◆ Task material:
"""

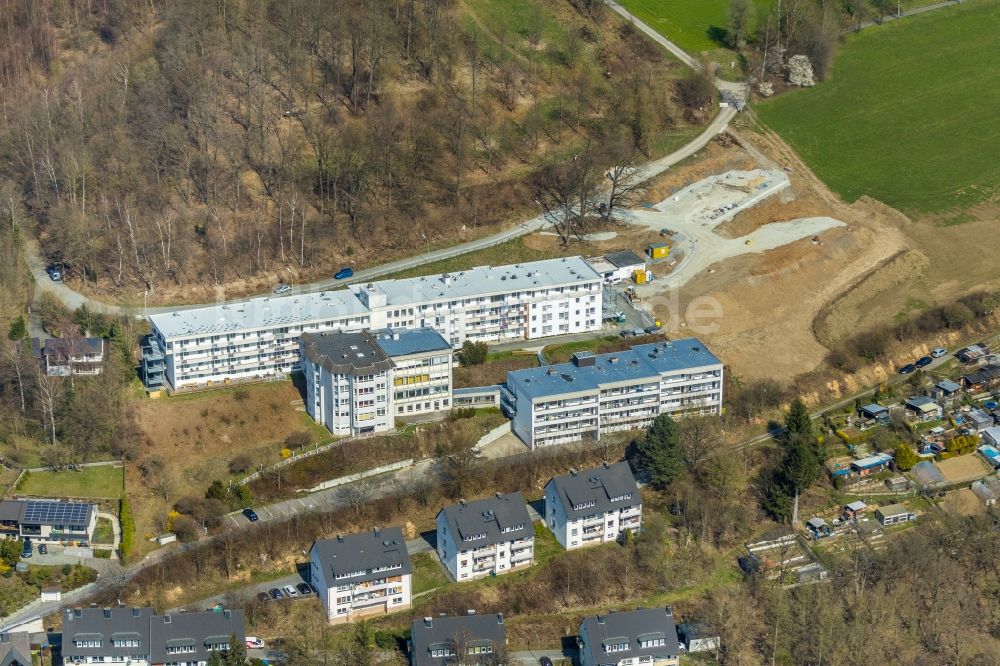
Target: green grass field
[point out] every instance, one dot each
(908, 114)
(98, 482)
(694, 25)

"""
"""

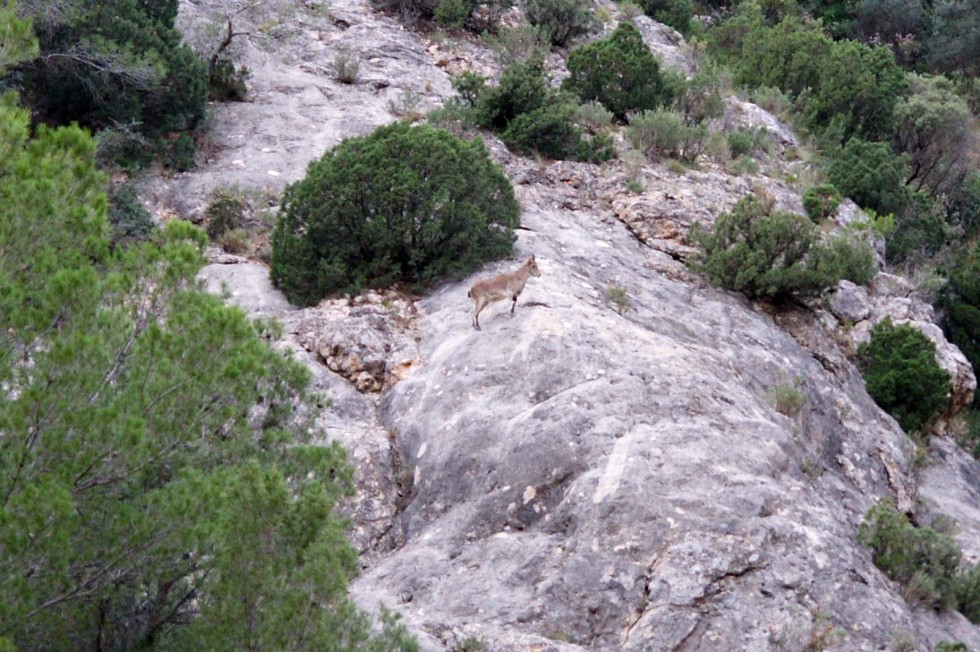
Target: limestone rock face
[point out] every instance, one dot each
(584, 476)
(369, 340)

"""
"""

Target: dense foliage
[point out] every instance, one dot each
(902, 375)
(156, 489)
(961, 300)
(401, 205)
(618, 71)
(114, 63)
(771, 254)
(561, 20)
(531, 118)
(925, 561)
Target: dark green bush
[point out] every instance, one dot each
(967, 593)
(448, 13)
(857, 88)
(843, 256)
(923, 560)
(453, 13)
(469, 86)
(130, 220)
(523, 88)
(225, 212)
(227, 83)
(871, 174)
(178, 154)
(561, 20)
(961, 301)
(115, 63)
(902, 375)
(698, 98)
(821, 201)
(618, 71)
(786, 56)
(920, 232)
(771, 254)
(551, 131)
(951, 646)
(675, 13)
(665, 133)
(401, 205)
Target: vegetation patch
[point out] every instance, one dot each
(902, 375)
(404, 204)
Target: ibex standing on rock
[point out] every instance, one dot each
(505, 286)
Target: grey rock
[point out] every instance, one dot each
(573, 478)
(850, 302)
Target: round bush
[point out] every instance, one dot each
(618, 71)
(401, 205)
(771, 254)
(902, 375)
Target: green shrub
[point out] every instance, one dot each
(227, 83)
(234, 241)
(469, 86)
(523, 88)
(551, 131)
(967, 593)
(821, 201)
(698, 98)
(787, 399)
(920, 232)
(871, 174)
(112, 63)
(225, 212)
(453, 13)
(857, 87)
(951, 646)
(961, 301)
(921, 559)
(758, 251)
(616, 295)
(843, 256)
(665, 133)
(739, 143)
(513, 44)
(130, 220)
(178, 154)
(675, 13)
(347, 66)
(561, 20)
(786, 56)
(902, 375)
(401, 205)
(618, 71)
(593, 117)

"""

◆ The task: Retype the portion of the data above that starts on the line with "Target: dense foliage" and finishes on the line with "Target: dark green bush", including both of those lines.

◆ Solved problem:
Target: dense foliage
[point out] every instance, one dot each
(902, 375)
(156, 489)
(961, 300)
(401, 205)
(618, 71)
(114, 63)
(771, 254)
(561, 20)
(531, 118)
(925, 561)
Target: dark green bush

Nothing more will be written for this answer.